Request: Turn the material, from the line containing "the pink hibiscus" through the end, into a JSON list of strings with one string per line and no blank lines. Leave out the pictures.

Records for this exercise:
= = = = = = =

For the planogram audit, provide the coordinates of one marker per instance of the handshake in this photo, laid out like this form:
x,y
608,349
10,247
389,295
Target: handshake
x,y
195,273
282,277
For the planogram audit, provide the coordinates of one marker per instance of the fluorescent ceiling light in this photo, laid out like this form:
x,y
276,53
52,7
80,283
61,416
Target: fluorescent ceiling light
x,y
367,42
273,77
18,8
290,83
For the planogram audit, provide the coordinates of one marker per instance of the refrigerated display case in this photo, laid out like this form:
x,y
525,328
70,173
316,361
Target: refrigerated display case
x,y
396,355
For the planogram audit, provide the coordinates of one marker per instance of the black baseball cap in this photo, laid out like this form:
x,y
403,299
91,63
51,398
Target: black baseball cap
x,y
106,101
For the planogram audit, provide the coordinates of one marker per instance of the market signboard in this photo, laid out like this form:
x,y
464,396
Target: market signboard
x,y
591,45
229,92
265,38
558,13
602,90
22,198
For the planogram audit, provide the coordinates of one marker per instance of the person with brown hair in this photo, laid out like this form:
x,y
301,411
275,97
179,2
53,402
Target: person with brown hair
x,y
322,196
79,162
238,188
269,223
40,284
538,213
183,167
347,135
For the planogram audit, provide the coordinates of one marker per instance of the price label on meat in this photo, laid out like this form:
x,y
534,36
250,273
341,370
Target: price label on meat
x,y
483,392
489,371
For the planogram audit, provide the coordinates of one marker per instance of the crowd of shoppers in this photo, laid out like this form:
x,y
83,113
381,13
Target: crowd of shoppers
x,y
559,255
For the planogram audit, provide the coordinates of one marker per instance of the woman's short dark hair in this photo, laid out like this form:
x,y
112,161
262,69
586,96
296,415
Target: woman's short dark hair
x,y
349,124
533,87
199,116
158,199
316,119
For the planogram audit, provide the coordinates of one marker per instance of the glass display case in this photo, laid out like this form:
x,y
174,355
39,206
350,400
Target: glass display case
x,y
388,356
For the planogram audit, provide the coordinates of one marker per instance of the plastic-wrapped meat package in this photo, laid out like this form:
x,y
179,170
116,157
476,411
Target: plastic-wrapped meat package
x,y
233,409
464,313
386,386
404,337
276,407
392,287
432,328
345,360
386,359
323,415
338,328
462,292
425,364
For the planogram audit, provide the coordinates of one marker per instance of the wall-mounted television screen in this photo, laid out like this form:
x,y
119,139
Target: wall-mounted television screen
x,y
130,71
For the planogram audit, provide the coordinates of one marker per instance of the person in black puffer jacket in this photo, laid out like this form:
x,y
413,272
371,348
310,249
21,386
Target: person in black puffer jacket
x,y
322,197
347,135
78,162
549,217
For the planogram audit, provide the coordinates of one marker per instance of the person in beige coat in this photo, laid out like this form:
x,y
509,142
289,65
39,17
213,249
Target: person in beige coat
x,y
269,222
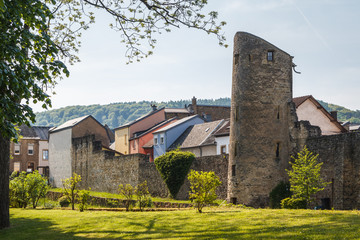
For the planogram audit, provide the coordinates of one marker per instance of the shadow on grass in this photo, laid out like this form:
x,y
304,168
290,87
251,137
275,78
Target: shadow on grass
x,y
330,226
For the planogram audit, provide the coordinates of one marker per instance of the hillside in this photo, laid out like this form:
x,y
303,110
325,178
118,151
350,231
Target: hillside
x,y
116,114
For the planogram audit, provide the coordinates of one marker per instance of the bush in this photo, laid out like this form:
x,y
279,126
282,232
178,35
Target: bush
x,y
142,195
64,201
280,192
83,197
27,188
128,193
173,167
70,188
293,203
203,186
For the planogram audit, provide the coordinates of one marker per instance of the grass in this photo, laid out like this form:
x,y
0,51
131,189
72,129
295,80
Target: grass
x,y
215,223
118,196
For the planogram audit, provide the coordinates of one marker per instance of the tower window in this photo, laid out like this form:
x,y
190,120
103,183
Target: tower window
x,y
277,150
270,56
236,59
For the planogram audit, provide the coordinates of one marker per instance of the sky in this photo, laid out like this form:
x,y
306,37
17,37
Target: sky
x,y
322,35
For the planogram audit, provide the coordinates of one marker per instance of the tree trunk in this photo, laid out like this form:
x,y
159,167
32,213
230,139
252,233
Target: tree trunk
x,y
4,182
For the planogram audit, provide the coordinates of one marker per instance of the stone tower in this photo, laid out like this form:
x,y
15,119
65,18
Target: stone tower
x,y
260,119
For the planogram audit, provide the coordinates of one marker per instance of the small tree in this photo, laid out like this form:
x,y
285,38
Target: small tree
x,y
142,194
202,188
36,186
173,167
70,188
83,196
305,177
128,193
19,196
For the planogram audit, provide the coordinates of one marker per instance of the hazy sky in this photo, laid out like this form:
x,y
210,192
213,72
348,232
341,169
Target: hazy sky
x,y
322,35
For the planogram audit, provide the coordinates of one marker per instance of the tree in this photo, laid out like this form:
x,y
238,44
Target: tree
x,y
173,167
203,188
36,34
70,188
304,177
142,194
37,187
27,188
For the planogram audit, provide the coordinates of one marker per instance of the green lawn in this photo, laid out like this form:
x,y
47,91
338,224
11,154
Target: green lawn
x,y
215,223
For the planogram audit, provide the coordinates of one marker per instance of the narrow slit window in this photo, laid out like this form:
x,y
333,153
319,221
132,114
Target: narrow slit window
x,y
236,59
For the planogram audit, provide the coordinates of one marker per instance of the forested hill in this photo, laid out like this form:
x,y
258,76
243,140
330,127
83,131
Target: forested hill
x,y
116,114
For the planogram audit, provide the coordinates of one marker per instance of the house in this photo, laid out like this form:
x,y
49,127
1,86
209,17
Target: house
x,y
209,112
199,139
166,136
143,142
307,108
32,151
60,142
127,131
222,138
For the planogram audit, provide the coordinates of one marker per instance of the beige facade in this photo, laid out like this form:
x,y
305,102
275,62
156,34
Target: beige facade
x,y
310,110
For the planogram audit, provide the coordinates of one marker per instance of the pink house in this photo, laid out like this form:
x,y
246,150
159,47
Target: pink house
x,y
142,142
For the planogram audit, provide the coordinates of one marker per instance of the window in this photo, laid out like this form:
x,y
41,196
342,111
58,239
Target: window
x,y
223,149
17,149
277,153
30,149
16,166
236,58
31,167
45,155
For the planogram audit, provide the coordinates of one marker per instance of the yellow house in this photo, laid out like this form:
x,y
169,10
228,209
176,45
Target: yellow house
x,y
138,126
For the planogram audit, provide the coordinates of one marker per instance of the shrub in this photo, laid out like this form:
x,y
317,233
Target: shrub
x,y
142,195
305,176
173,167
202,188
83,197
128,194
293,203
70,188
27,188
281,191
36,186
17,190
64,201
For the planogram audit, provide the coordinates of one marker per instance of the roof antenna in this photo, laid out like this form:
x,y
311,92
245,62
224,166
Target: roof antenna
x,y
294,66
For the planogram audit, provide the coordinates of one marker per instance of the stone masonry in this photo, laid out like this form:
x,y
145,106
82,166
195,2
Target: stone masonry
x,y
103,171
265,132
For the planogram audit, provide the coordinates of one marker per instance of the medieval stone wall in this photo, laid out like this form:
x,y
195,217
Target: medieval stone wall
x,y
103,171
340,155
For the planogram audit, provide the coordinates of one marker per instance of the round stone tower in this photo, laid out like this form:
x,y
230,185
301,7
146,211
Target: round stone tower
x,y
260,119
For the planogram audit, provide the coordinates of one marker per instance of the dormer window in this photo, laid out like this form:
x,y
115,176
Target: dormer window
x,y
270,56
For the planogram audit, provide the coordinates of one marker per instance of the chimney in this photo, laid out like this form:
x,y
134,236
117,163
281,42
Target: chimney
x,y
193,101
154,107
334,114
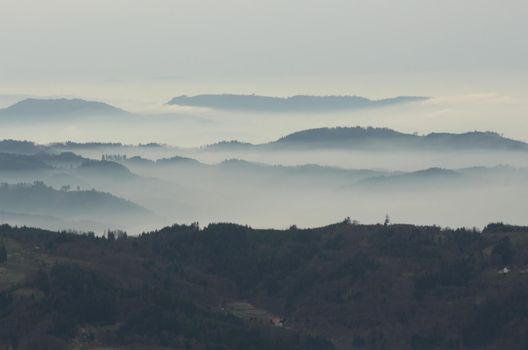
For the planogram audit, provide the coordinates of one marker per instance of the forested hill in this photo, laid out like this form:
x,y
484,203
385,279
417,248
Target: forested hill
x,y
226,286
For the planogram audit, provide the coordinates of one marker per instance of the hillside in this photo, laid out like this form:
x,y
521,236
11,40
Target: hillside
x,y
39,199
344,286
58,108
299,103
383,138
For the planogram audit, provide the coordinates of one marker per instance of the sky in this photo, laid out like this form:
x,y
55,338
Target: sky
x,y
138,54
137,40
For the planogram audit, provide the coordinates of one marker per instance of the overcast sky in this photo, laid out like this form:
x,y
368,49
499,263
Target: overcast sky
x,y
73,40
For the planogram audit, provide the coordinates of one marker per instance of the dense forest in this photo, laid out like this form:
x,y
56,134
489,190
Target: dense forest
x,y
226,286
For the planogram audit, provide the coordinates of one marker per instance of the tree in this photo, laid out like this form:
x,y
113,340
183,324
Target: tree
x,y
3,254
387,220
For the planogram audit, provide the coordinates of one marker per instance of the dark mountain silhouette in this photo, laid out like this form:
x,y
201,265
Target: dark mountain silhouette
x,y
32,108
300,103
344,286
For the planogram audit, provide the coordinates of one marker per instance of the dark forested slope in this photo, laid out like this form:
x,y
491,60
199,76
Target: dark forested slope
x,y
344,286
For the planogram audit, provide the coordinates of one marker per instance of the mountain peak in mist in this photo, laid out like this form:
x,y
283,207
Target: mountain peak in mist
x,y
298,103
346,137
59,107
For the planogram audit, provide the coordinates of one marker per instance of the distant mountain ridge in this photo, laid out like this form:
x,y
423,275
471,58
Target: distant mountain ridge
x,y
383,138
370,138
61,107
299,103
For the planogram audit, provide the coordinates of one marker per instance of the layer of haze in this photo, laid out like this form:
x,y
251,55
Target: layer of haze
x,y
470,57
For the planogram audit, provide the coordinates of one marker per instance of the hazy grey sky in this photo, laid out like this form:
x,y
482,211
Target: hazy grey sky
x,y
73,40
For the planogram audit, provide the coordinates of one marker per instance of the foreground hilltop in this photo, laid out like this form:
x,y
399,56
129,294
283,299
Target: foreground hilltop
x,y
226,286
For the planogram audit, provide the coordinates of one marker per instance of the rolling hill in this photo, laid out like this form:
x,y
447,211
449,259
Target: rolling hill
x,y
299,103
51,109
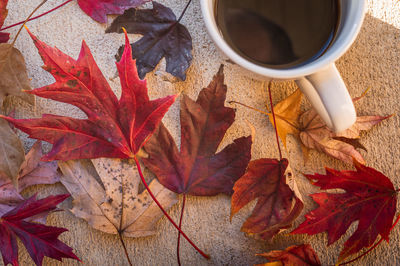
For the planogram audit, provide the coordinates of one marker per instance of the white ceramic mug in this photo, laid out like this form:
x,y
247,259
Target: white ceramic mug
x,y
319,80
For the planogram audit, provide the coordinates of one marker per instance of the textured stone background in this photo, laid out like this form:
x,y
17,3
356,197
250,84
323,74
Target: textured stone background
x,y
372,62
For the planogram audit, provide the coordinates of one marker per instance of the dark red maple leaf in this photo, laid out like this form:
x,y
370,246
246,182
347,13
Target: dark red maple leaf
x,y
114,128
39,240
196,169
369,198
277,206
4,37
163,36
99,9
302,255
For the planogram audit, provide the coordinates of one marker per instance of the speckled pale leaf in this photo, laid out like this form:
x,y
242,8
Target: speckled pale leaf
x,y
13,76
114,204
12,153
287,114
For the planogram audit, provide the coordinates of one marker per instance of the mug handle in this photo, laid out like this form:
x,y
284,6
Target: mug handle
x,y
329,96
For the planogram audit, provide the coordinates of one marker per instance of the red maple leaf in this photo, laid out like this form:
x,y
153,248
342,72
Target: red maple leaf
x,y
196,169
277,206
114,128
39,240
303,255
99,9
4,37
369,198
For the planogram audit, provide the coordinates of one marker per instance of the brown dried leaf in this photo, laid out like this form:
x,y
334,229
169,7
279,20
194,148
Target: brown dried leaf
x,y
302,255
13,76
32,172
314,134
12,153
106,195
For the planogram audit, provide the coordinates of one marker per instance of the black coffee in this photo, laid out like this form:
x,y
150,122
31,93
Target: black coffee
x,y
278,33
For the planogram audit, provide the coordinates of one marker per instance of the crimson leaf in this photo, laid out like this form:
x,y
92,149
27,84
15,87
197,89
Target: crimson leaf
x,y
40,240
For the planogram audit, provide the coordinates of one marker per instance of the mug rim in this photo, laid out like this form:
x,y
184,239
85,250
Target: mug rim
x,y
292,73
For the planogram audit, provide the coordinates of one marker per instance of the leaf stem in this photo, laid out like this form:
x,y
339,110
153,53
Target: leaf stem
x,y
250,107
164,212
30,15
184,11
273,115
124,246
179,233
373,247
41,15
264,113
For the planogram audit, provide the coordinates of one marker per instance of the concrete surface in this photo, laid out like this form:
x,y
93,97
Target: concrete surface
x,y
372,62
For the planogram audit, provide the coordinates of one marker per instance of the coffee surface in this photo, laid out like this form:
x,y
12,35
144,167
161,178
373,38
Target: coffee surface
x,y
278,33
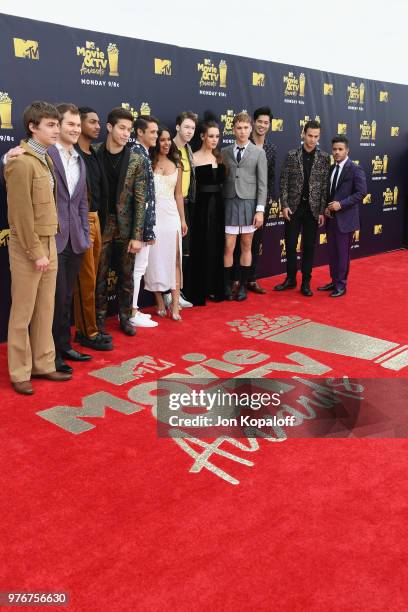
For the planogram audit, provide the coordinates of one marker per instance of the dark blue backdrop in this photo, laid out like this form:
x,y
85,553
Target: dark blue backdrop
x,y
56,63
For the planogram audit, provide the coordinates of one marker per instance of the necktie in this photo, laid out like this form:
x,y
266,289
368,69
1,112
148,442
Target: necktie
x,y
239,154
334,182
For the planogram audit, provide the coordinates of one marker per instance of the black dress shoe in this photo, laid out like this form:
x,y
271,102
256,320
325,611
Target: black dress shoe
x,y
228,292
61,366
74,355
255,287
79,336
288,283
305,289
97,343
338,293
127,328
242,294
328,287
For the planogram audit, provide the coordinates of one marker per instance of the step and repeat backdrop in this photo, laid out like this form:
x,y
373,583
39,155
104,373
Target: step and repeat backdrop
x,y
57,63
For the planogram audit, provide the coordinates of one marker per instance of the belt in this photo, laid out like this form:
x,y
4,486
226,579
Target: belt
x,y
209,188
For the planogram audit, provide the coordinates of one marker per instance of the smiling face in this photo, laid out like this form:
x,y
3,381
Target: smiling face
x,y
46,132
262,125
211,138
148,137
164,142
70,128
339,151
186,130
311,138
90,126
242,131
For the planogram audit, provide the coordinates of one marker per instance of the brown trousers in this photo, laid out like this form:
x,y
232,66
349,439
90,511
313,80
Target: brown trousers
x,y
84,292
30,344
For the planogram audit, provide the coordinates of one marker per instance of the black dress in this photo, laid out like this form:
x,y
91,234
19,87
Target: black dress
x,y
208,235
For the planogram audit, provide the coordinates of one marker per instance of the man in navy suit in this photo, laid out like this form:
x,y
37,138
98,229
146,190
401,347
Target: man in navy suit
x,y
347,189
72,239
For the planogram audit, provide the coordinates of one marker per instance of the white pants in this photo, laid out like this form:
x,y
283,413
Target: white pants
x,y
141,260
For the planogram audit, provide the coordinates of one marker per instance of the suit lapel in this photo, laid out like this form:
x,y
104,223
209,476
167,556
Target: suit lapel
x,y
81,175
300,160
247,154
344,173
56,158
229,151
123,172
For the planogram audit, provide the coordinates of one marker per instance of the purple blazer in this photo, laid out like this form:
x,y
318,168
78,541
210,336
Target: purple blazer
x,y
72,211
351,188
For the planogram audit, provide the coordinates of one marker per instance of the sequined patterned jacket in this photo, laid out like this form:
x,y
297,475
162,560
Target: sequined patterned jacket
x,y
131,193
150,198
291,181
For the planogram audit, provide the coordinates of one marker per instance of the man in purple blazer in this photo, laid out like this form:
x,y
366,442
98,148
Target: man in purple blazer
x,y
347,188
72,239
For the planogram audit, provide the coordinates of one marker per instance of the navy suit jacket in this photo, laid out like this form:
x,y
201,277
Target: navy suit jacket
x,y
351,188
72,211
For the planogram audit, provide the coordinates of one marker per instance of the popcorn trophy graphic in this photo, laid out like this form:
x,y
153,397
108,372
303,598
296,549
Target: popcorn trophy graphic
x,y
304,333
302,84
5,111
113,57
223,73
361,93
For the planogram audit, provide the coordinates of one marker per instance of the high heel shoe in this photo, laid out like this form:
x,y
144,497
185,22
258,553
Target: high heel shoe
x,y
174,316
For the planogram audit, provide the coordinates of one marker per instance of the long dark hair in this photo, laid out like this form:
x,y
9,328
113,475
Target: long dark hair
x,y
208,121
173,153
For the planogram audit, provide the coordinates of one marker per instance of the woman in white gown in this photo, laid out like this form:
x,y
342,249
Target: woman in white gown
x,y
164,268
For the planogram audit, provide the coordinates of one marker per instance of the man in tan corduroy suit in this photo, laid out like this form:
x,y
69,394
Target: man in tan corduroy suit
x,y
33,222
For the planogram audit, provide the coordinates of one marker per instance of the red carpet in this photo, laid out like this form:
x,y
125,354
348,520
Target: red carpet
x,y
122,520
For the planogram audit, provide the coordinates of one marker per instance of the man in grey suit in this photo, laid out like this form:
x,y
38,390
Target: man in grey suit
x,y
72,239
244,190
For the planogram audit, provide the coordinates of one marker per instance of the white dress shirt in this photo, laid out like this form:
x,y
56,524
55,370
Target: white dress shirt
x,y
341,166
243,149
71,163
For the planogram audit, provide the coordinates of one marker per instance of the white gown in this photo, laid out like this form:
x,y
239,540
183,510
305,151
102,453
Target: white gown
x,y
160,274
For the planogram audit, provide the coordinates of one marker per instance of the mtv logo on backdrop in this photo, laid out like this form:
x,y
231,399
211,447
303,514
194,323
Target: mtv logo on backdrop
x,y
162,67
26,48
258,79
277,125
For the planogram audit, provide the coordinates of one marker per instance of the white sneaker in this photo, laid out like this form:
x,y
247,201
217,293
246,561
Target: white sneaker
x,y
184,303
142,321
144,314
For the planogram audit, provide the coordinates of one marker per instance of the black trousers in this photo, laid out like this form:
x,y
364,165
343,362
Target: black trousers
x,y
114,255
255,250
302,221
68,268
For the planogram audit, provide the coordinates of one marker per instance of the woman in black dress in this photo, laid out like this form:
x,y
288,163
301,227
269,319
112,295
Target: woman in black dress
x,y
208,226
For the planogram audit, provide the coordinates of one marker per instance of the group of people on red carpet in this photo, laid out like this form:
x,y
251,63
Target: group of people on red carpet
x,y
186,219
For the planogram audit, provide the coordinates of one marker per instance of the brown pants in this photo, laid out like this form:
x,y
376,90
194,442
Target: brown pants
x,y
84,292
30,344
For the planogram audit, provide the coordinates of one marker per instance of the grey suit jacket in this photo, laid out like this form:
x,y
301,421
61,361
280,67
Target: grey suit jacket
x,y
249,179
73,221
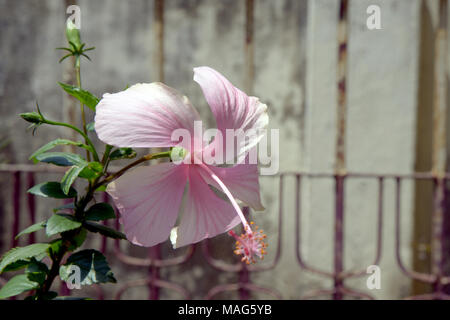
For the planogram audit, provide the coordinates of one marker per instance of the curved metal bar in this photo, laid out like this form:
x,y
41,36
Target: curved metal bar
x,y
300,260
156,283
239,286
362,272
412,274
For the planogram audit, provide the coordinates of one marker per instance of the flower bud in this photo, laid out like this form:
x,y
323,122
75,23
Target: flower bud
x,y
32,117
73,34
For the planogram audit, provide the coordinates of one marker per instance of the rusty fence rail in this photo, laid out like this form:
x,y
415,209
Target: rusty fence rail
x,y
244,286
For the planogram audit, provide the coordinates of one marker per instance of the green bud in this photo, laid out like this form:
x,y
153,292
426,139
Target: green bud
x,y
32,117
73,34
177,154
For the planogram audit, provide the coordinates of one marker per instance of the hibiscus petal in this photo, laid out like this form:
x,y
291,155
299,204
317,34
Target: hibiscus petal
x,y
205,214
241,180
144,115
149,199
232,109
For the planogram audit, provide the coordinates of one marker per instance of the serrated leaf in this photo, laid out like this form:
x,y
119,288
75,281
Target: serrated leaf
x,y
63,159
70,176
22,253
103,230
37,271
33,228
100,211
92,265
16,265
61,223
16,285
122,153
52,190
83,96
78,240
57,142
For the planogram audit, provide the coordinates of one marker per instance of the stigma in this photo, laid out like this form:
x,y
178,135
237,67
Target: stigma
x,y
250,244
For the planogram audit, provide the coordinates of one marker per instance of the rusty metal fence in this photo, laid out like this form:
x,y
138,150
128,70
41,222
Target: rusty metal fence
x,y
155,262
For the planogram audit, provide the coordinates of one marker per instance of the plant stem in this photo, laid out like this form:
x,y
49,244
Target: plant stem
x,y
86,138
83,115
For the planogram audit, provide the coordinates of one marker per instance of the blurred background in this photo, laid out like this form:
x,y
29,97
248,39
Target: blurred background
x,y
346,98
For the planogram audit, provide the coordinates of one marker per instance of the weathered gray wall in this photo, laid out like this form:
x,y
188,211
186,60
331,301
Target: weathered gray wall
x,y
295,59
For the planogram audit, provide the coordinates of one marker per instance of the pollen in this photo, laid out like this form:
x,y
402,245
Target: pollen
x,y
250,245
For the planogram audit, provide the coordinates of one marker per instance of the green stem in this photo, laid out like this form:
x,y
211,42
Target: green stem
x,y
83,115
86,138
114,176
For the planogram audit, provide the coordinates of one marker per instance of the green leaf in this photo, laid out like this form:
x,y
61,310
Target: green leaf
x,y
16,285
100,211
33,228
93,267
57,142
78,240
37,271
63,159
122,153
20,264
70,176
104,230
52,190
93,170
22,253
83,96
61,223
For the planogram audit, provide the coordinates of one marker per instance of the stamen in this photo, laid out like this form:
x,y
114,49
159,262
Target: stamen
x,y
250,243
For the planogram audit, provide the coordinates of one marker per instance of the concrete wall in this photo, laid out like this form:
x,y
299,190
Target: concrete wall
x,y
295,75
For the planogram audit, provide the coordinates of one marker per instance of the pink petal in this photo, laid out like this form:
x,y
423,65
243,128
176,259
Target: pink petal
x,y
205,214
144,115
149,199
241,180
232,108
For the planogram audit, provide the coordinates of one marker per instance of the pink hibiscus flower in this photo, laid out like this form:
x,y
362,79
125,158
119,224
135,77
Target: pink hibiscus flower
x,y
149,197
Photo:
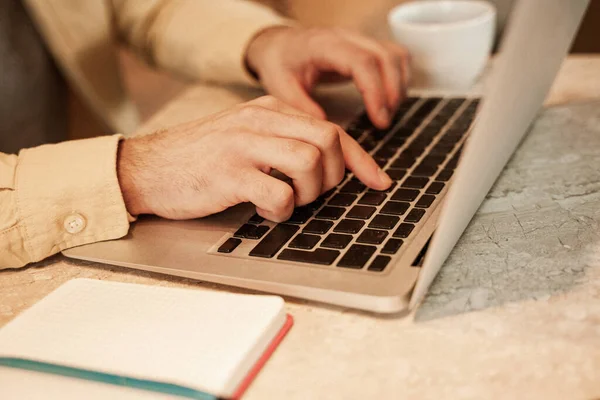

= = = = = = =

Problem solution:
[
  "For the planogram audit, provide the coordinates of one marker per instance of the pink hibiscus flower in this photo, laid out like this form:",
  "x,y",
  "362,79",
  "125,158",
  "119,224",
  "135,77",
  "Target: pink hibiscus flower",
  "x,y",
  "149,197",
  "Photo:"
]